#### [Stated task 1]
Copy the passage about L'Oréal's student recruiting word for word, in full.

#### [Provided passage]
□ □ □ □

Brazilian engineer Fernando Pinto Saliba had never considered a career in the beauty industry before he enrolled at Coppead Graduate School of Business in Rio de Janeiro. But while there, he saw students flocking to play e-Strat Challenge, an online game sponsored by cosmetics group L'Oréal that lets students manage a simulated beauty products organization. Saliba signed up, and in 2005 he and two classmates won, beating 2,000 teams from 125 countries. When L'Oréal offered him a job, he happily accepted.
Games such as e-Strat and Brandstorm, designed for marketing students, give L'Oréal a reputation as a savvy recruiter in fast-growing emerging markets. In addition to the games, which attract more than 50,000 students each year, the company has bankrolled scholarships and endowed chairs at some 200 universities worldwide. And in the crucial Chinese market, a program called Career Insiders invited 120 students last year to visit L'Oréal's mainland facilities and meet company managers. "When you visit universities in China, they all know L'Oréal," says Denis Morisset, a professor at French B-school Essec.

□ □ □ □

#### [Stored records]
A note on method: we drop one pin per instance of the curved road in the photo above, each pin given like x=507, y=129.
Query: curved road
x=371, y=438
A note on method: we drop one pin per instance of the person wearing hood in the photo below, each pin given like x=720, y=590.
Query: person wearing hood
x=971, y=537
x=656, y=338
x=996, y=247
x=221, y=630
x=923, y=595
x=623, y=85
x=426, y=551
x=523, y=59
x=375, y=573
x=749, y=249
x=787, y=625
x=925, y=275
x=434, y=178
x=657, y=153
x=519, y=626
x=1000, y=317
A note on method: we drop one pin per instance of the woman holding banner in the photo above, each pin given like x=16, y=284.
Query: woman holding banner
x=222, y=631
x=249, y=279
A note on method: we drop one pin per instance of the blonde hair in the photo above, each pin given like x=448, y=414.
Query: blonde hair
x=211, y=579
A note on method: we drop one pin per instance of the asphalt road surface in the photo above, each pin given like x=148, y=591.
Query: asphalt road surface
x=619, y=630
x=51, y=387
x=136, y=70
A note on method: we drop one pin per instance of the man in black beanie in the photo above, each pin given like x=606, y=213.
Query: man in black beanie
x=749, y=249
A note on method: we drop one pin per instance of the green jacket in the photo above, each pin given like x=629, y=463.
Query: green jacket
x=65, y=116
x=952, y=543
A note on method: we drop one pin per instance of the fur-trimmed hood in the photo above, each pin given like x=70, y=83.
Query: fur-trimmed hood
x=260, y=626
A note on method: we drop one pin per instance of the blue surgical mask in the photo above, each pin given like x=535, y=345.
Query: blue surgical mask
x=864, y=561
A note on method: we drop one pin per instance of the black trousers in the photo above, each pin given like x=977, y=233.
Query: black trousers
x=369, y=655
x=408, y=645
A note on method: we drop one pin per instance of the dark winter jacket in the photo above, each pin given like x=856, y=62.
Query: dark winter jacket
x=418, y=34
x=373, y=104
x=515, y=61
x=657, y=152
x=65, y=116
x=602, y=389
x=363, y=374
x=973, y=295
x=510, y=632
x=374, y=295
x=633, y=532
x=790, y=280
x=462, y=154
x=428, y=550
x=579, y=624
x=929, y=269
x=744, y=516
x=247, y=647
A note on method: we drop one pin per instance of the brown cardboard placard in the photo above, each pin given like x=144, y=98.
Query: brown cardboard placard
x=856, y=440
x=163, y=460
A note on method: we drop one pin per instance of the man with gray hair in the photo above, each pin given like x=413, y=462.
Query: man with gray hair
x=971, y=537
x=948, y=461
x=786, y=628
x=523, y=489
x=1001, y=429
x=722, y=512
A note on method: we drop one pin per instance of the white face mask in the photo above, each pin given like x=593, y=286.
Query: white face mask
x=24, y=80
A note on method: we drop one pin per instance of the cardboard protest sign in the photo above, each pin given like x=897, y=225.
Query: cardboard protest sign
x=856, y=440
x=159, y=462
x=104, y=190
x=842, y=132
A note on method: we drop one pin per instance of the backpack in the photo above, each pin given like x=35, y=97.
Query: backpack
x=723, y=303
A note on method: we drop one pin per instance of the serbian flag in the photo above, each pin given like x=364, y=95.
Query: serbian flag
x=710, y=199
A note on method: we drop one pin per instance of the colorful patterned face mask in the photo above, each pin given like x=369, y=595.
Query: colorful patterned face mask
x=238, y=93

□ □ □ □

#### [Stated task 2]
Write out again only the stretch of rows from the one containing "like x=369, y=595." through the last row, requests included, and shift every coordinate in the answers by -13.

#### [Worked solution 1]
Brazilian engineer Fernando Pinto Saliba had never considered a career in the beauty industry before he enrolled at Coppead Graduate School of Business in Rio de Janeiro. But while there, he saw students flocking to play e-Strat Challenge, an online game sponsored by cosmetics group L'Oréal that lets students manage a simulated beauty products organization. Saliba signed up, and in 2005 he and two classmates won, beating 2,000 teams from 125 countries. When L'Oréal offered him a job, he happily accepted.
Games such as e-Strat and Brandstorm, designed for marketing students, give L'Oréal a reputation as a savvy recruiter in fast-growing emerging markets. In addition to the games, which attract more than 50,000 students each year, the company has bankrolled scholarships and endowed chairs at some 200 universities worldwide. And in the crucial Chinese market, a program called Career Insiders invited 120 students last year to visit L'Oréal's mainland facilities and meet company managers. "When you visit universities in China, they all know L'Oréal," says Denis Morisset, a professor at French B-school Essec.

#### [Worked solution 2]
A note on method: we drop one pin per instance of the colorful patterned face mask in the photo above, each pin given like x=369, y=595.
Query: colorful patterned face mask
x=225, y=80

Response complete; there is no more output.